> _Extract provided_:
____________________
The following picture shows the Ambiguity function contour-plot of a Barker-Code with 7 Chips.

Ambiguity function of a Barker-Code with 7 Chips

My problem is that I don't fully understand how to read it.

If I take the 0Hz Doppler-cut, I get the expected, ideal barker autocorrelation. Now consider a target which moves with a fixed velocity. In order to calculate the doppler frequency $f_d$ I can apply the following formula:

$$ f_d = \frac{\Delta v}{c} f_0$$

with $\Delta v$ being the (relative) velocity of the target, $c$ being the velocity of the medium (or the waves in the medium) and $f_0$ being the emitted frequency.

Now my problem is, that a barker code is not just built up by a single frequency which I could use as value for $f_0$. The barker code has a whole spectrum of frequencies (fft). This also means that I have to look at a bunch of doppler frequencies istead of looking just at one, right?....

So I cannot just take, for instance the 20kHz doppler cut, to see what correlation result I can expect for a target with a certain velocity.
____________________
> _Data provided_:
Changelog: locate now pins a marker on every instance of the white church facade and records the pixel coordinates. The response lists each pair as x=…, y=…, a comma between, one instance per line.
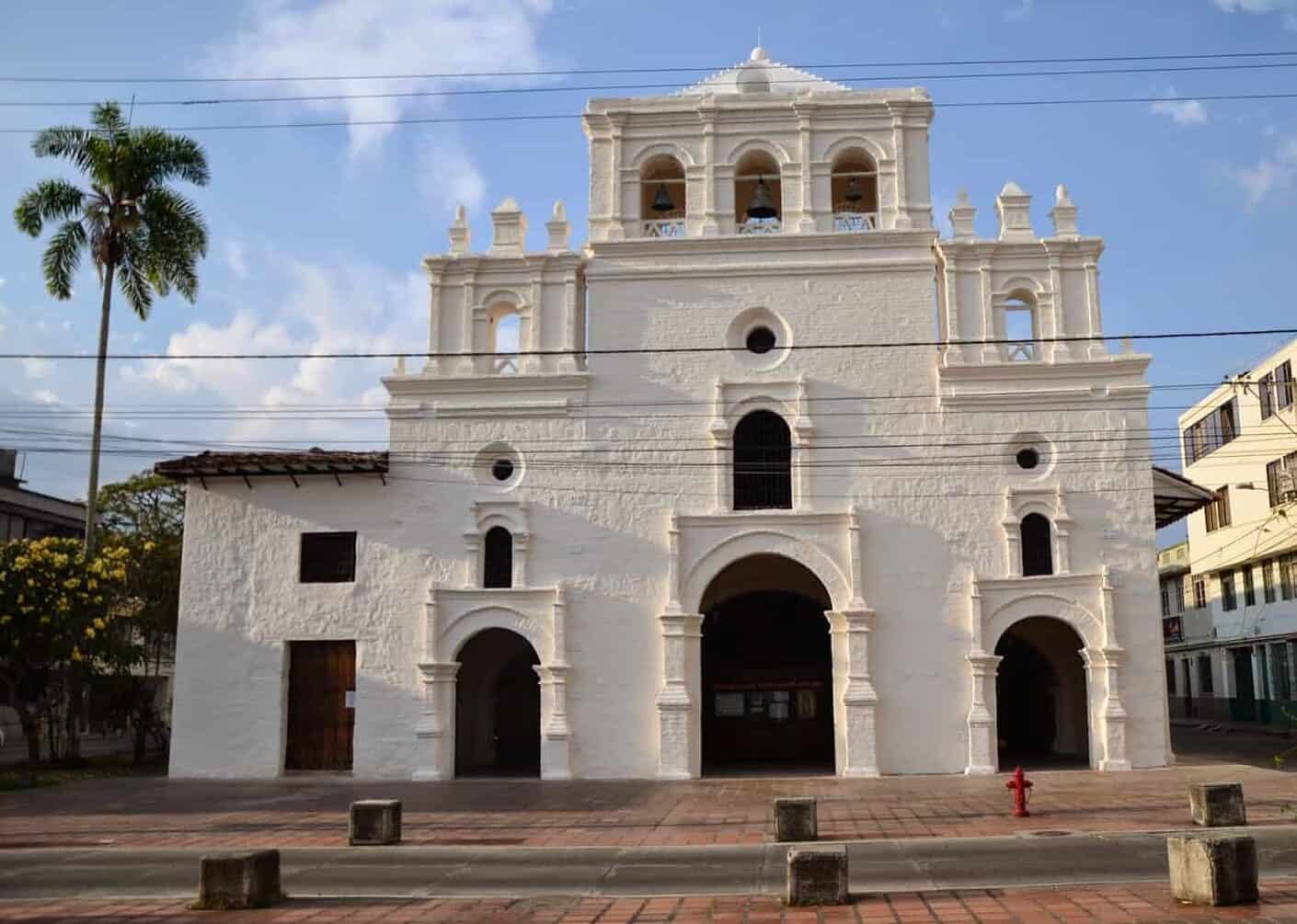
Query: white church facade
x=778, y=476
____________________
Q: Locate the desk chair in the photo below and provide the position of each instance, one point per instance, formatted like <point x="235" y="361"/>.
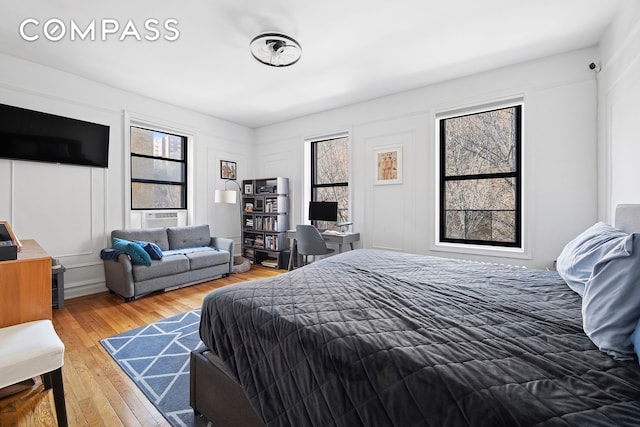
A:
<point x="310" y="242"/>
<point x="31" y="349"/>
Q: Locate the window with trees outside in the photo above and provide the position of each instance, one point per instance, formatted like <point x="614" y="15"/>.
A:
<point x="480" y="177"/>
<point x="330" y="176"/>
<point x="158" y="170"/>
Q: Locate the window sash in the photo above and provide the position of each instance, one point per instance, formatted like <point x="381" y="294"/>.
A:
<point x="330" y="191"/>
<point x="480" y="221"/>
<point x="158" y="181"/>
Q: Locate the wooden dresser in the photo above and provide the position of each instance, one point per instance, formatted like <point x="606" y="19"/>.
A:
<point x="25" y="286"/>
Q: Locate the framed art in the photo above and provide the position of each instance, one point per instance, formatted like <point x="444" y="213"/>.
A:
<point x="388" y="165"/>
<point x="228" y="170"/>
____________________
> _Aim_: Reproduce word for word the stretch of the Barker-code post from "My problem is that" through "at one, right?....". The material was drawn from a different source than the text.

> _Result of this exercise_:
My problem is that I don't fully understand how to read it.

If I take the 0Hz Doppler-cut, I get the expected, ideal barker autocorrelation. Now consider a target which moves with a fixed velocity. In order to calculate the doppler frequency $f_d$ I can apply the following formula:

$$ f_d = \frac{\Delta v}{c} f_0$$

with $\Delta v$ being the (relative) velocity of the target, $c$ being the velocity of the medium (or the waves in the medium) and $f_0$ being the emitted frequency.

Now my problem is, that a barker code is not just built up by a single frequency which I could use as value for $f_0$. The barker code has a whole spectrum of frequencies (fft). This also means that I have to look at a bunch of doppler frequencies istead of looking just at one, right?....